Task instructions: Find the string "chair" in the records. Copy every line it appears in.

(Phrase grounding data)
Content starts
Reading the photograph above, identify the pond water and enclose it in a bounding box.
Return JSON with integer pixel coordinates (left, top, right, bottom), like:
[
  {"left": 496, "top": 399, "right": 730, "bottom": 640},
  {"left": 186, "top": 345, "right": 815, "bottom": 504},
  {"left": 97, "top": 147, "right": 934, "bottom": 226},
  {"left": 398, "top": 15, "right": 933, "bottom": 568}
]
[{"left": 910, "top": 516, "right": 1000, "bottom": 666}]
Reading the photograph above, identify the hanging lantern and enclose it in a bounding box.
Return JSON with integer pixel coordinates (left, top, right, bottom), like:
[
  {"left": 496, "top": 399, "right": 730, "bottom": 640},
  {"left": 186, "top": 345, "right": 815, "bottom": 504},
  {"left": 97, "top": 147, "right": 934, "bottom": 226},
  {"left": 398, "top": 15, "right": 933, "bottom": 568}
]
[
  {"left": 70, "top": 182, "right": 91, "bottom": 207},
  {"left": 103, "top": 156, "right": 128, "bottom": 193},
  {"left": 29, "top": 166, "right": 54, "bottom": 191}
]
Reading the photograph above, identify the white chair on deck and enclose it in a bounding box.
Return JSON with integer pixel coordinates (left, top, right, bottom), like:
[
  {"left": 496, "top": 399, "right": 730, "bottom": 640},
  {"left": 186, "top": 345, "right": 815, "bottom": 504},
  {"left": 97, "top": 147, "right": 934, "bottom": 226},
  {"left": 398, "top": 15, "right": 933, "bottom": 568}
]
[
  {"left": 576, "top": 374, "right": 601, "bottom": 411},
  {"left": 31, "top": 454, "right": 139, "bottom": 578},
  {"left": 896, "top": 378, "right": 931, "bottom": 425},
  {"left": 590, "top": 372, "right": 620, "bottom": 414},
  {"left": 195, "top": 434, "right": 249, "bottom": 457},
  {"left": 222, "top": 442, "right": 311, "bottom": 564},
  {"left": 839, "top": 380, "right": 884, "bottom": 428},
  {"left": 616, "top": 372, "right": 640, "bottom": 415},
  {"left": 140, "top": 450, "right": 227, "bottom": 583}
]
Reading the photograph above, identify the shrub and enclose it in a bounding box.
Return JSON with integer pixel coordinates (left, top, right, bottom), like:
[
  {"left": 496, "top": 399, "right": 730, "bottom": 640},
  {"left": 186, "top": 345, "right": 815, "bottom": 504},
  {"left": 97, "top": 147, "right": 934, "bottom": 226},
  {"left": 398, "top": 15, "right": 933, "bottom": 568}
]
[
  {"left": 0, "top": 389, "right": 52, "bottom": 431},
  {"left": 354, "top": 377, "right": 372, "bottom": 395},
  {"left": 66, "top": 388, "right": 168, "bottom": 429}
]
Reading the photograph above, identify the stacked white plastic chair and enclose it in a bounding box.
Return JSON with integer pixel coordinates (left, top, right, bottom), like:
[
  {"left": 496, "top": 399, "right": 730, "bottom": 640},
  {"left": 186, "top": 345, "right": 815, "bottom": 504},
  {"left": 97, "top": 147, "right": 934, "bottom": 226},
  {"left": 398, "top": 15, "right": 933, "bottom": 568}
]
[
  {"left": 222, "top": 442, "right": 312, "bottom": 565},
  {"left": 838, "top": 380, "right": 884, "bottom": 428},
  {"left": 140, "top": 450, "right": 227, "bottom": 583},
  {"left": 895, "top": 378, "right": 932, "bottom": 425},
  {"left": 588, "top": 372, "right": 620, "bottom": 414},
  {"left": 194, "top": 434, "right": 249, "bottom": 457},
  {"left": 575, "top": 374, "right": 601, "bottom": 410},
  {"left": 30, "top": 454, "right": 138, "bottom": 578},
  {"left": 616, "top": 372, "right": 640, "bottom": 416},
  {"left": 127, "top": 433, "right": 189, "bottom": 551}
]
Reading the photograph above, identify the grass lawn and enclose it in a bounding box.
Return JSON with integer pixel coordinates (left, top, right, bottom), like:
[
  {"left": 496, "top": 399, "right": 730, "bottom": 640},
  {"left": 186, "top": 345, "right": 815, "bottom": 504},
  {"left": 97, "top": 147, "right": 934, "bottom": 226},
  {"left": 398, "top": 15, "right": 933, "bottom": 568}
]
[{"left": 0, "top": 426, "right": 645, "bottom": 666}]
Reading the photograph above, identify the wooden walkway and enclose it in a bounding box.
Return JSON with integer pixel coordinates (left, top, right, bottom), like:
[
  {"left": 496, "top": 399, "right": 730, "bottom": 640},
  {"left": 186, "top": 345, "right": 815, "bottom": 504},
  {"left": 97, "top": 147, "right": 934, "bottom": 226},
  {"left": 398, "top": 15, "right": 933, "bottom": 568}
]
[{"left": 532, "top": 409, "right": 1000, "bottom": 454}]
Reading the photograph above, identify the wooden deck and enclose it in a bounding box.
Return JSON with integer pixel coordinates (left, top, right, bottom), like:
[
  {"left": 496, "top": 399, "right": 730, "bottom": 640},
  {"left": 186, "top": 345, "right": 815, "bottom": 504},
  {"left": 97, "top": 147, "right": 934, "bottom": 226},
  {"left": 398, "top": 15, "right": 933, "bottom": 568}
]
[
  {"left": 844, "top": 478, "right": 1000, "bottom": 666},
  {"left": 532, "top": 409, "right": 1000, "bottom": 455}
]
Content ends
Content starts
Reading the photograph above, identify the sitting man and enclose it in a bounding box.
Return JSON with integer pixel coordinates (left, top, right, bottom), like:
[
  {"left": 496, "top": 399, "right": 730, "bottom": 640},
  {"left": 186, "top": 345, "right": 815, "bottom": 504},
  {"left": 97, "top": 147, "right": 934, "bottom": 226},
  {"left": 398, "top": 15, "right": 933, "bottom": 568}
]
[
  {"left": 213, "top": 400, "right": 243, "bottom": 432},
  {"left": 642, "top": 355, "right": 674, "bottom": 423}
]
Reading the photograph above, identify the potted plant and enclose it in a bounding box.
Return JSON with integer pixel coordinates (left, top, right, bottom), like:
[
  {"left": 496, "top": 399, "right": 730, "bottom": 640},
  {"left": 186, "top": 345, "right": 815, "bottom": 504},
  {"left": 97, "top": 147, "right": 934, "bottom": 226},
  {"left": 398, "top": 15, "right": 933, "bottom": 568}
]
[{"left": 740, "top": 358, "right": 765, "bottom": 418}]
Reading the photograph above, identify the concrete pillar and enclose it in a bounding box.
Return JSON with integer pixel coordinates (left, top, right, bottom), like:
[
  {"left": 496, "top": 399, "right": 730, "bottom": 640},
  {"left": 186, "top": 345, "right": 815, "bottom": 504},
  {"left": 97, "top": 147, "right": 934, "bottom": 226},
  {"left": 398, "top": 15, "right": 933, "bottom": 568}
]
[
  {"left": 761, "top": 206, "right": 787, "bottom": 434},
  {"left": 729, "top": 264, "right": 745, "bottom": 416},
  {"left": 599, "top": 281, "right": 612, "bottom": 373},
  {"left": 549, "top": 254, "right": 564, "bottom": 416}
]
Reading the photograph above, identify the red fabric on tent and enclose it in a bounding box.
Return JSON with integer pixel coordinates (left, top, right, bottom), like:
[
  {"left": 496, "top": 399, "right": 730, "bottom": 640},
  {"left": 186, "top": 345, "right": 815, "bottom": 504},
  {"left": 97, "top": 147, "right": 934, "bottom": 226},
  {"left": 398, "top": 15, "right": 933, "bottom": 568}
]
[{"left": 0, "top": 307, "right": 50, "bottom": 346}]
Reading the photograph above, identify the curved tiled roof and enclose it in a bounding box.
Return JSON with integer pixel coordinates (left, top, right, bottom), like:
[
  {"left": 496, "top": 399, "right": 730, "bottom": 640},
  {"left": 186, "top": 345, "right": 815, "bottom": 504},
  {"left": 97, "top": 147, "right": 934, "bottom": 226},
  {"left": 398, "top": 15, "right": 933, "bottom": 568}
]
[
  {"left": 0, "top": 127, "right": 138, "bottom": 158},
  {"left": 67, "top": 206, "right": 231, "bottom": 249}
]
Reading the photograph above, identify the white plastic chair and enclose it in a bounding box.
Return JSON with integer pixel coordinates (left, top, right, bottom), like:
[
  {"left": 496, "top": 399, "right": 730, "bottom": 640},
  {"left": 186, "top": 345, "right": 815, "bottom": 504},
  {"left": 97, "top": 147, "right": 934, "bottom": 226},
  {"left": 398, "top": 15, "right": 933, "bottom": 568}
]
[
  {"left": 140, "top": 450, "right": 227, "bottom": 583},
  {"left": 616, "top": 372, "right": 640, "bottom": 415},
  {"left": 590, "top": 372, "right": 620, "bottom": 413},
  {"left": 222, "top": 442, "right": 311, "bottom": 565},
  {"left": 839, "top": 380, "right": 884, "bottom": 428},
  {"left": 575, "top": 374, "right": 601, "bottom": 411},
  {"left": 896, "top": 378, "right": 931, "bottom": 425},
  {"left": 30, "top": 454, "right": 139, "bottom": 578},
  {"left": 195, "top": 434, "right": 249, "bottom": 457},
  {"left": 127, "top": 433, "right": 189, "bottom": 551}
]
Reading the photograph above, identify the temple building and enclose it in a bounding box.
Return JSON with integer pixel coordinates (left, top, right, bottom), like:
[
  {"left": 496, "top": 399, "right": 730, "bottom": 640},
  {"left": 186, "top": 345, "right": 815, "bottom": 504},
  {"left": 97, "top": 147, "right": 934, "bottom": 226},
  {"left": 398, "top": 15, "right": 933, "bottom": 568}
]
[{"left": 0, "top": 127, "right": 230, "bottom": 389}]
Content ends
Reply to the exercise:
Reading the photograph above, identify the white chair on deck and enclose it in a bounding box.
Reading the photograph above, identify the stacked white plastic chair and enclose it in a bounding box.
Reading the photograph above, identify the white plastic chair and enclose it in a bounding box.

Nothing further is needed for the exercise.